═══ MATERIAL SUPPLIED

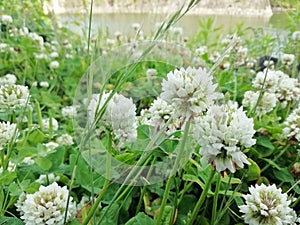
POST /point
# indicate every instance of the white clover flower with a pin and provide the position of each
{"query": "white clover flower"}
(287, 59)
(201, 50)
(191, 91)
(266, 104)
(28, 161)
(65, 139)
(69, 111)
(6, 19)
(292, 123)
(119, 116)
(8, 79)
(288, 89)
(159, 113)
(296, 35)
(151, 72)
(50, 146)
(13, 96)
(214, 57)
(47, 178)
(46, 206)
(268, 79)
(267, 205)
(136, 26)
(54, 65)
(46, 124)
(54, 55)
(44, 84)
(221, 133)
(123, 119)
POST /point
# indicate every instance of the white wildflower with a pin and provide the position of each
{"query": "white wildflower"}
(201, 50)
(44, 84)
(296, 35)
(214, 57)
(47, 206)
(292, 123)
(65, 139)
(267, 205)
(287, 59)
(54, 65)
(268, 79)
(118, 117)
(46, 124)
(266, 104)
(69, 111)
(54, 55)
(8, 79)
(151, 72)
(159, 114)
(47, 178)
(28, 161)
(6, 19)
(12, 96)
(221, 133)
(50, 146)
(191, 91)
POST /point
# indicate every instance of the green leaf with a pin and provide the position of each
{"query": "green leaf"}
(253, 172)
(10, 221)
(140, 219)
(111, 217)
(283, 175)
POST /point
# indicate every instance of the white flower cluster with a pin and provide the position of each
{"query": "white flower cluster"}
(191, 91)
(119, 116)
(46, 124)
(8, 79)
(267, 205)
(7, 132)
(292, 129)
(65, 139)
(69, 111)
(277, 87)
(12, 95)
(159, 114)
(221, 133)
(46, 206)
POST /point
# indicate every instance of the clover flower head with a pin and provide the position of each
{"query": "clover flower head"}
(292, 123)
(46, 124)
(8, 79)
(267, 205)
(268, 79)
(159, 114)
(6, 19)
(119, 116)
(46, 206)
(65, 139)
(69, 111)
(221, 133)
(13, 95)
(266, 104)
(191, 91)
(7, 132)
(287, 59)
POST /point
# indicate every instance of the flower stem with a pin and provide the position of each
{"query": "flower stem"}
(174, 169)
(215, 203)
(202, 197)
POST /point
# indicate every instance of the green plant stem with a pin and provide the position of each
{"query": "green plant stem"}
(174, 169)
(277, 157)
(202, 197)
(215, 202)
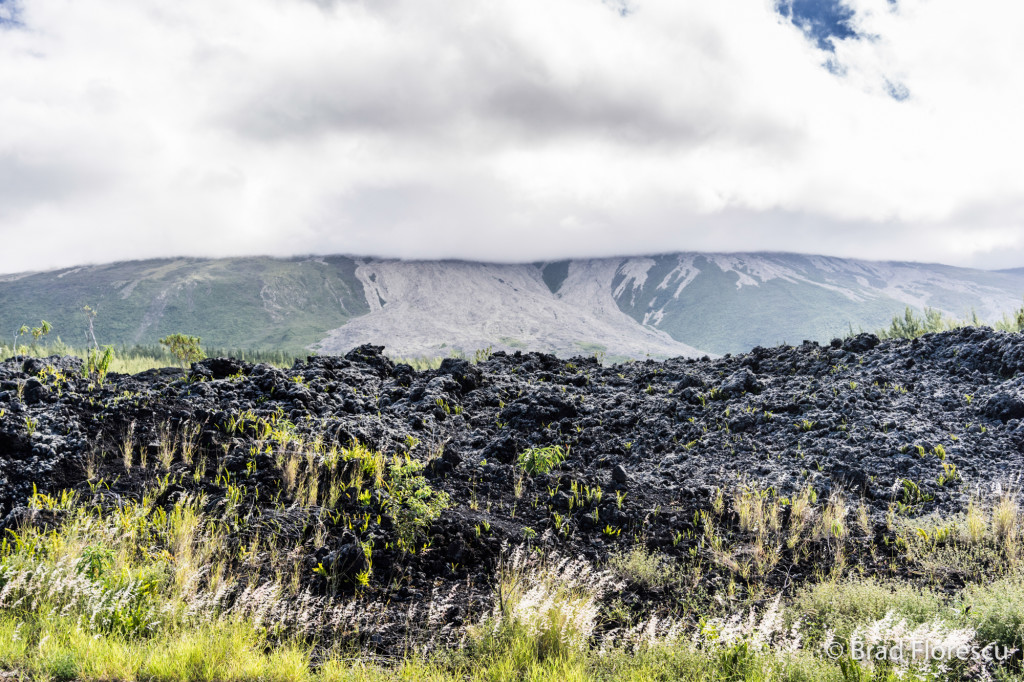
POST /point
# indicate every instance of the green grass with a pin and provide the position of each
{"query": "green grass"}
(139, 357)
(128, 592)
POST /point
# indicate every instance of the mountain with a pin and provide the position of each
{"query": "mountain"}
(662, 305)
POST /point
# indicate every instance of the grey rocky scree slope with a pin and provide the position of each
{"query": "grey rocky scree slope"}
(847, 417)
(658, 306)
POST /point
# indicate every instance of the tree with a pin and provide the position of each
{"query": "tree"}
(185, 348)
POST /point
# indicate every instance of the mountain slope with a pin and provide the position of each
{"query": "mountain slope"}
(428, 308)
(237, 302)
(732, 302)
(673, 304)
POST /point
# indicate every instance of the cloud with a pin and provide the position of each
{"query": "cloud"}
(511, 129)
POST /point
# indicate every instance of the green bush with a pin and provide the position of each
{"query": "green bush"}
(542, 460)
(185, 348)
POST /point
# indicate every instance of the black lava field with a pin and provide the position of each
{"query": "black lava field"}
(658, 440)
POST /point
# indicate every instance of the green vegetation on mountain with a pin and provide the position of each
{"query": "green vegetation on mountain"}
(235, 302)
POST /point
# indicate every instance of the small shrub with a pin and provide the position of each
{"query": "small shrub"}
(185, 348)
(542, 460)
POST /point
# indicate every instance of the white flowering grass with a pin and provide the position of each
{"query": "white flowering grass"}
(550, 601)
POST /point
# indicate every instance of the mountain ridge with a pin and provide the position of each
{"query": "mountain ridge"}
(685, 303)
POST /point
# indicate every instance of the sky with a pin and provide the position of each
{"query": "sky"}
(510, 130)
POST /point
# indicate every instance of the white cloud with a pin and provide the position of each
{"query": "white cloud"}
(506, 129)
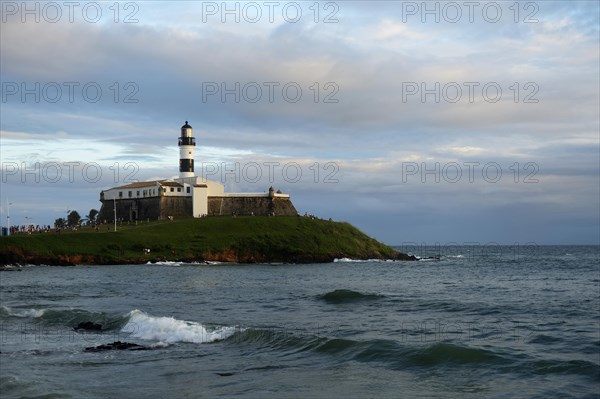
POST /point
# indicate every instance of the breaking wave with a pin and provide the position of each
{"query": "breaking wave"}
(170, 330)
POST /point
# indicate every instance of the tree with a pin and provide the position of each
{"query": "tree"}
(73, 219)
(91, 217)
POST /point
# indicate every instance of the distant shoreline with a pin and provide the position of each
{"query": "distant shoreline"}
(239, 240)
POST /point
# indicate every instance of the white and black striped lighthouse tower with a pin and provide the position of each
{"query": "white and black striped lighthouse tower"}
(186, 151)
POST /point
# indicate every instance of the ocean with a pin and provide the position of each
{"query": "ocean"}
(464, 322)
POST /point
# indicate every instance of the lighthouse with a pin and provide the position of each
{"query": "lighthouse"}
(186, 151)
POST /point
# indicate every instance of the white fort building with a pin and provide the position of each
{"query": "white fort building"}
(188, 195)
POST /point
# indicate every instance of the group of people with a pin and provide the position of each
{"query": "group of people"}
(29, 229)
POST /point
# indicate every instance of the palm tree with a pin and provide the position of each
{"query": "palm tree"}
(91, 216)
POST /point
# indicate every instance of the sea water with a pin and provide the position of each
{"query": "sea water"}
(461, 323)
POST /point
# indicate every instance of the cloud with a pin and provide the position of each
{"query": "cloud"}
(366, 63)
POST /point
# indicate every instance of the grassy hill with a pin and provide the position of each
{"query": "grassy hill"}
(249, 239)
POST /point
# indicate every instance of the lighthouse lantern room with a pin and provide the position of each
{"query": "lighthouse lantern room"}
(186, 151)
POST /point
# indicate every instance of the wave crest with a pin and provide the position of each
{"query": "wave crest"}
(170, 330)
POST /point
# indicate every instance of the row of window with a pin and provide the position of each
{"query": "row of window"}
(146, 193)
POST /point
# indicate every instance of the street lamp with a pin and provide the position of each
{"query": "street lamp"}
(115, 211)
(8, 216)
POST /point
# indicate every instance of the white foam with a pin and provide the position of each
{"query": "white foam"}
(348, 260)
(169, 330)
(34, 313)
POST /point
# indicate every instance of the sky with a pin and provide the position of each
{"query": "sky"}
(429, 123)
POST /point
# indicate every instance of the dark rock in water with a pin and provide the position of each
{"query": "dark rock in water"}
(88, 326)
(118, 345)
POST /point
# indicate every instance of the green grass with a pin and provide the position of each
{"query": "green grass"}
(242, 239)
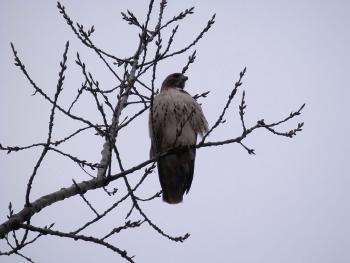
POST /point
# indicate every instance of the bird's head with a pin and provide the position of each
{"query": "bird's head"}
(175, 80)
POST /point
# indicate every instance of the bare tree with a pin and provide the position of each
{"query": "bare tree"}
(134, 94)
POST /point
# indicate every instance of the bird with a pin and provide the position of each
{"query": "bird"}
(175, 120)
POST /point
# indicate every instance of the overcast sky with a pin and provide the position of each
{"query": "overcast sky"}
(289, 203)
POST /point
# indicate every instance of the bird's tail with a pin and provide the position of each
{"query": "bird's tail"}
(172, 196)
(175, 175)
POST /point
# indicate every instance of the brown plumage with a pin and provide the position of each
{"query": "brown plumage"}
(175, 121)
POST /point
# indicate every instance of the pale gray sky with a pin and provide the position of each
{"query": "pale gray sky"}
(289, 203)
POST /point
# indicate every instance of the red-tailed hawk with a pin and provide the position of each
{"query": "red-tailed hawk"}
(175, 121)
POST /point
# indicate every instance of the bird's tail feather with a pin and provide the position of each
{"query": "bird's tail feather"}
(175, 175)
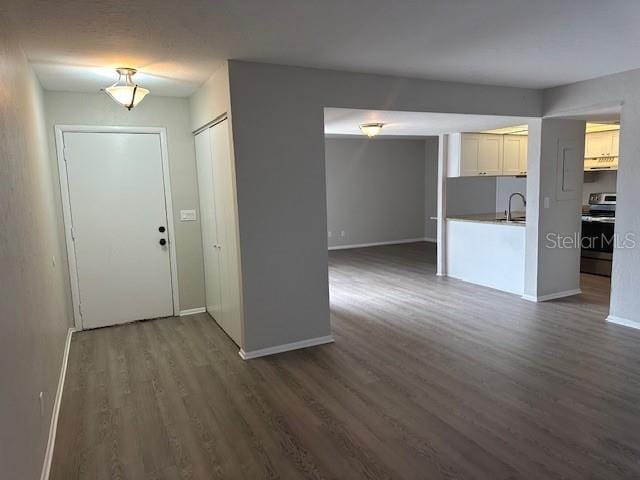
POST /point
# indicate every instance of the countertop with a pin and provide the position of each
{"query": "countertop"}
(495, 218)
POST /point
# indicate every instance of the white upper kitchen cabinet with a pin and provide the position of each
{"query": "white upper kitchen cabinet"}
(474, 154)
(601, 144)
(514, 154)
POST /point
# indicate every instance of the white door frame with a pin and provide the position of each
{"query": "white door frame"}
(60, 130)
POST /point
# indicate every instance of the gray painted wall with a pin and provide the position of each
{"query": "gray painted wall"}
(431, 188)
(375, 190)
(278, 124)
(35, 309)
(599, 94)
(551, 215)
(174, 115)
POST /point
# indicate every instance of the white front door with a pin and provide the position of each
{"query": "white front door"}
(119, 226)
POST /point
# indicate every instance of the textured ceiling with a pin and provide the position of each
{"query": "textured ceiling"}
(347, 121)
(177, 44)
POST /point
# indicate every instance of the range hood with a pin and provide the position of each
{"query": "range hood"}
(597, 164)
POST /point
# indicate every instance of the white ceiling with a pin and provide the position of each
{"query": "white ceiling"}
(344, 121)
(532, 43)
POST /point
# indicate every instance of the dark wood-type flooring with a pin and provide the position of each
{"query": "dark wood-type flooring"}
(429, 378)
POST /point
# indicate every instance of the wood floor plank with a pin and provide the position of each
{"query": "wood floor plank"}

══════

Show every line of the rows above that contains the string "cluster", treating uppercase and lowercase as different.

# indicate every instance of the white flower cluster with a pin and provide the position of each
{"query": "white flower cluster"}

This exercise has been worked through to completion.